Em entrevistas, Fonsi costuma mencionar que você contribuiu bastante dando um toque "suave" à música.
O que ele fala tem a ver que, como sou mulher, estou tomando conta das mulheres nessa música. O mundo da música pop urbana, geralmente, pode ser agressivo para uma mulher. Muitas vezes, ela é tratada como objeto. Para mim, a mulher é uma obra de arte: é quem dá a vida, faz tanta coisa linda e positiva. Acho que a gente tem que guardar esse lugar sagrado da mulher, uma forma de falar pra gente: curtam o momento, não corram para chegar ao final, nesse mundo que agora é tudo imediato, com a tecnologia, com o sexo, com tudo. Com uma melodia contagiante e uma mensagem fácil de entender, mas sem deixar de ser poesia, é uma forma criativa de dizer que a vida também é legal quando se vai devagar.
Enquanto vocês trabalhavam em Despacito, vocês sabiam que estavam compondo um hit?
━━━━
OBJETIVO DO EXERCÍCIO: Pode reescrever a entrevista, tudo desde "O que ele fala" até "compondo um hit?", trocando "melodia" por "canção"? Os dados não fazem falta aqui.

Itens do conjunto de dados
━━━━
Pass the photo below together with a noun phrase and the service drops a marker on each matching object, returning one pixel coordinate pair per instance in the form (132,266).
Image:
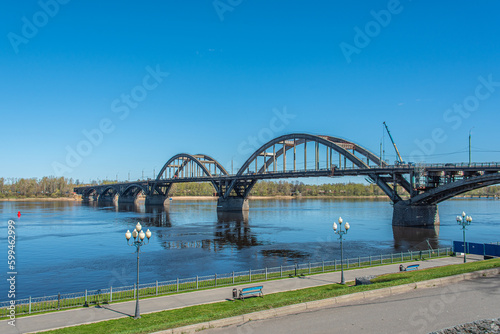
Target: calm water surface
(69,247)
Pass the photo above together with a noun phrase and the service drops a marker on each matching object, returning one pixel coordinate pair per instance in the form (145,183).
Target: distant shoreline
(212,198)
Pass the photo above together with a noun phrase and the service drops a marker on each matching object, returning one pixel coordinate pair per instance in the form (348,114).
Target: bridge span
(414,189)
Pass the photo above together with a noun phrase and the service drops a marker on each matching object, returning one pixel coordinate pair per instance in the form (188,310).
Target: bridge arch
(346,151)
(183,165)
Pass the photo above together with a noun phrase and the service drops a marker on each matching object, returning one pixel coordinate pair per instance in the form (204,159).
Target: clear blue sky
(65,69)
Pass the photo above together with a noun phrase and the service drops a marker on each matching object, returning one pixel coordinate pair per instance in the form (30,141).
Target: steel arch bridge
(415,190)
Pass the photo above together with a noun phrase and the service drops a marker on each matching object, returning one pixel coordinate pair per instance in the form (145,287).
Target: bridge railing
(33,305)
(460,165)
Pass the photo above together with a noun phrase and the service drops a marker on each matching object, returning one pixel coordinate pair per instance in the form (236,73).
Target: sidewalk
(59,319)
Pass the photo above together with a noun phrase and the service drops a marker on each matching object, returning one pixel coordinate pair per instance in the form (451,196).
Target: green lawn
(202,313)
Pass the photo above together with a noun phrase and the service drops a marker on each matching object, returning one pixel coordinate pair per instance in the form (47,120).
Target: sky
(103,89)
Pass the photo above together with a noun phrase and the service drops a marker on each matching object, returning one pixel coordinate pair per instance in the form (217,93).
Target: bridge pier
(405,214)
(232,204)
(157,200)
(127,199)
(107,199)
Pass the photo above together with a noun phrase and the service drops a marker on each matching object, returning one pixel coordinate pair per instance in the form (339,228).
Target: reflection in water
(232,229)
(415,238)
(190,238)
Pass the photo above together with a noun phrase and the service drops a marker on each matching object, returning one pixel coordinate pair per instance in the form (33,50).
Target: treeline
(31,188)
(62,187)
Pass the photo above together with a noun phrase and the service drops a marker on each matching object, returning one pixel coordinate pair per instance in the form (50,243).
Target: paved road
(419,311)
(120,310)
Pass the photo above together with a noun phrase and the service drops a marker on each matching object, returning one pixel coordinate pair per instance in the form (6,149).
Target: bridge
(414,189)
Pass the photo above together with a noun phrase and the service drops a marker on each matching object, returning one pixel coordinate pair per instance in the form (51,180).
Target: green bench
(254,290)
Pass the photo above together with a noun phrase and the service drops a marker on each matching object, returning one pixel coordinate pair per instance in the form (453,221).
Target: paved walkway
(126,309)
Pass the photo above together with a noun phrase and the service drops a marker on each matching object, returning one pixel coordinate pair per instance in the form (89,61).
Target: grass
(150,292)
(202,313)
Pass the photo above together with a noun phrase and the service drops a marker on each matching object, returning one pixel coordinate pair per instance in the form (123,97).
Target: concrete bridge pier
(405,214)
(232,204)
(157,200)
(107,199)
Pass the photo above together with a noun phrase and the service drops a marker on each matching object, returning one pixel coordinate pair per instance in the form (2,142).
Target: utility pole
(470,151)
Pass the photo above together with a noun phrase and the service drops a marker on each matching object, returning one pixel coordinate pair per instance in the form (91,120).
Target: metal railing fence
(112,294)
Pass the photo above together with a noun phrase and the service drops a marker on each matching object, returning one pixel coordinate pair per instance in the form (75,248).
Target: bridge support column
(405,214)
(232,204)
(156,200)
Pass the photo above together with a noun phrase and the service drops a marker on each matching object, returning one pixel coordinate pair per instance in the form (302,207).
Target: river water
(69,246)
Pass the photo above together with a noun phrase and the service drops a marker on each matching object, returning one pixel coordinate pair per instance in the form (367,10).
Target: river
(70,246)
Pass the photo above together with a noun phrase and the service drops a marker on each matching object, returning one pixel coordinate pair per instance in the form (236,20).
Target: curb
(331,302)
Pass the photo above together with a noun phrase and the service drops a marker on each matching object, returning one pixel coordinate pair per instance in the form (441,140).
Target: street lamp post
(138,241)
(464,221)
(341,232)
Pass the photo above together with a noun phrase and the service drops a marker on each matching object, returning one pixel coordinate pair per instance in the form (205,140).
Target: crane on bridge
(400,160)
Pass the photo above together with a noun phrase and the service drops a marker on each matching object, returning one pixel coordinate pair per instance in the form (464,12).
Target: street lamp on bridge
(341,232)
(138,241)
(464,221)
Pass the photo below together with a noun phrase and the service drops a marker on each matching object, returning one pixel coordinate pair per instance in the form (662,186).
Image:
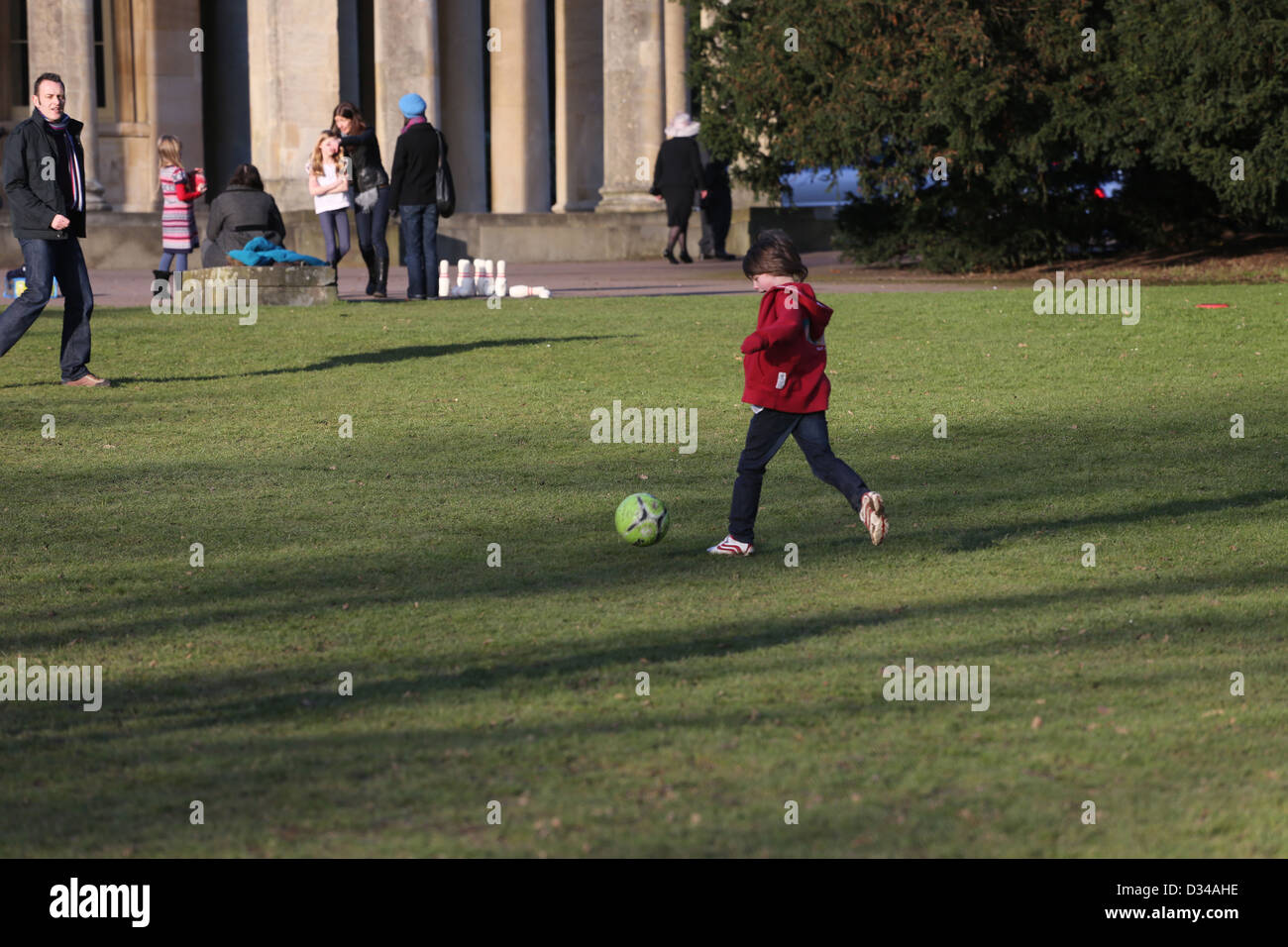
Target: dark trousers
(335,234)
(716,219)
(767,433)
(372,224)
(47,260)
(420,247)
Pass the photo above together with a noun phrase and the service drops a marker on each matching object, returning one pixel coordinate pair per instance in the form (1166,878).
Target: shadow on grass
(268,750)
(380,357)
(973,540)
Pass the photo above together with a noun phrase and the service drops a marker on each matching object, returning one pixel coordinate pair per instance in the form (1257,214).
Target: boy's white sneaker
(730,547)
(872,513)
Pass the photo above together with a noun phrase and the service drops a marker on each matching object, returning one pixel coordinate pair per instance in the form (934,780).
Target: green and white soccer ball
(642,519)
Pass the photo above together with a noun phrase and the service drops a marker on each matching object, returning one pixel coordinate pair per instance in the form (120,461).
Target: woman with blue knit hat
(413,195)
(369,192)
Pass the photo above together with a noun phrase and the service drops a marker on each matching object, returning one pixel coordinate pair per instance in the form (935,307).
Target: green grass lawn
(518,684)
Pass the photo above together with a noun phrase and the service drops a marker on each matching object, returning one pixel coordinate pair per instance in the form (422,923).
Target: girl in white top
(329,183)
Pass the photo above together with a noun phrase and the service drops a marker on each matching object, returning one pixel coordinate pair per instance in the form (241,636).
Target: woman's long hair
(349,111)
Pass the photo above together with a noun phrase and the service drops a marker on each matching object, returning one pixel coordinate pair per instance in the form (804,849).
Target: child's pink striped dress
(178,219)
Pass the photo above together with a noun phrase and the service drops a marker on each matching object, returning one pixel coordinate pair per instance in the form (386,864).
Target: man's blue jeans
(420,247)
(47,260)
(767,433)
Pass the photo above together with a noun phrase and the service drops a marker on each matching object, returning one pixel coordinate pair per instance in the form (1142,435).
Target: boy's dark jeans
(768,432)
(47,260)
(420,248)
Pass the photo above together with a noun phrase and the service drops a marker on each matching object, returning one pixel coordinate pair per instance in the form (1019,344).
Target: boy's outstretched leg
(811,437)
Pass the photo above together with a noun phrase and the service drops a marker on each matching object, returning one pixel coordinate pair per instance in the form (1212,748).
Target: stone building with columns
(550,107)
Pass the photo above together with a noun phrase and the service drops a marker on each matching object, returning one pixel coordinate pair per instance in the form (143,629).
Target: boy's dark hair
(246,175)
(773,253)
(47,77)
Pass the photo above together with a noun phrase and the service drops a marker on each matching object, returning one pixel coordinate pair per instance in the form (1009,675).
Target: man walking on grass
(44,178)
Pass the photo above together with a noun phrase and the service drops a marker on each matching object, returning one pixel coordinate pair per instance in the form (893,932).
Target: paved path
(123,287)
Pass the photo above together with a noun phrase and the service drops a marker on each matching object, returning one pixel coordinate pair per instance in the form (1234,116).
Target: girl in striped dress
(178,221)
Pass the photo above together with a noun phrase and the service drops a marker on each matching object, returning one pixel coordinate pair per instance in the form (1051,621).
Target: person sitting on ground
(240,214)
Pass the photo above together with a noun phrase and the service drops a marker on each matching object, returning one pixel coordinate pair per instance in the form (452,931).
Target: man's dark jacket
(413,175)
(34,200)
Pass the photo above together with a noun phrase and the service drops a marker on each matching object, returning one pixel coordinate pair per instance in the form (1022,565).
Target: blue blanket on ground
(266,253)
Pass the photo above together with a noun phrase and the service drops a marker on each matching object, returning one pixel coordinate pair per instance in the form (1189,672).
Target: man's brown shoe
(89,381)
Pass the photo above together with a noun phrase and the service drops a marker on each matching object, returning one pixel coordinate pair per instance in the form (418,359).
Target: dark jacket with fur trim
(38,195)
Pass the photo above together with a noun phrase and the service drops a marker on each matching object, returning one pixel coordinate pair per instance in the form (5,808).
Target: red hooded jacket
(786,355)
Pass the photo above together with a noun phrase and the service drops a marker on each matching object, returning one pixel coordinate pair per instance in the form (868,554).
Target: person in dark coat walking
(369,193)
(44,176)
(677,174)
(716,208)
(240,214)
(413,193)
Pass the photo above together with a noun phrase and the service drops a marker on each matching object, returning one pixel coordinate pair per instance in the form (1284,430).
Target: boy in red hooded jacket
(787,392)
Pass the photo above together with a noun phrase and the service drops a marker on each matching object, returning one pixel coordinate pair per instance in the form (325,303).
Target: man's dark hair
(774,253)
(246,175)
(47,77)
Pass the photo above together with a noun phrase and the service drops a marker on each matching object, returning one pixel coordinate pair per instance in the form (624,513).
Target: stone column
(634,103)
(677,58)
(172,86)
(406,55)
(292,60)
(579,105)
(60,39)
(460,43)
(520,112)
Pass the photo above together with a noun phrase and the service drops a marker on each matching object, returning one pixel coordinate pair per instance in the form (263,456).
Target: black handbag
(443,187)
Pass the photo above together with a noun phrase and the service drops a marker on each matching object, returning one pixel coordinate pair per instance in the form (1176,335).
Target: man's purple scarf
(413,120)
(72,165)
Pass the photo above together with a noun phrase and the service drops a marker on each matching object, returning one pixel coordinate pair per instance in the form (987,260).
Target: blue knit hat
(411,105)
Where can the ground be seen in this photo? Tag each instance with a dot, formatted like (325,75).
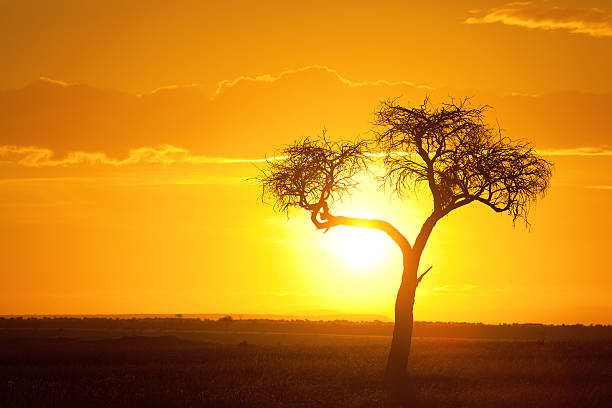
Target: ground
(101,367)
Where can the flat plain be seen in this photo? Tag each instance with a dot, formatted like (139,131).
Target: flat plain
(182,362)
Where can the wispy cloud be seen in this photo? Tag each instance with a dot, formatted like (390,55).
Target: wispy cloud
(30,156)
(165,155)
(578,151)
(544,16)
(272,78)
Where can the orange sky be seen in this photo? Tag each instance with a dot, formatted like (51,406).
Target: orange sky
(127,130)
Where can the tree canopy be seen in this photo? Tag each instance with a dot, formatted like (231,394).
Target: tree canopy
(450,148)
━━━━
RESULTADO DA TAREFA:
O que ele fala tem a ver que, como sou mulher, estou tomando conta das mulheres nessa música. O mundo da música pop urbana, geralmente, pode ser agressivo para uma mulher. Muitas vezes, ela é tratada como objeto. Para mim, a mulher é uma obra de arte: é quem dá a vida, faz tanta coisa linda e positiva. Acho que a gente tem que guardar esse lugar sagrado da mulher, uma forma de falar pra gente: curtam o momento, não corram para chegar ao final, nesse mundo que agora é tudo imediato, com a tecnologia, com o sexo, com tudo. Com uma canção contagiante e uma mensagem fácil de entender, mas sem deixar de ser poesia, é uma forma criativa de dizer que a vida também é legal quando se vai devagar.
Enquanto vocês trabalhavam em Despacito, vocês sabiam que estavam compondo um hit?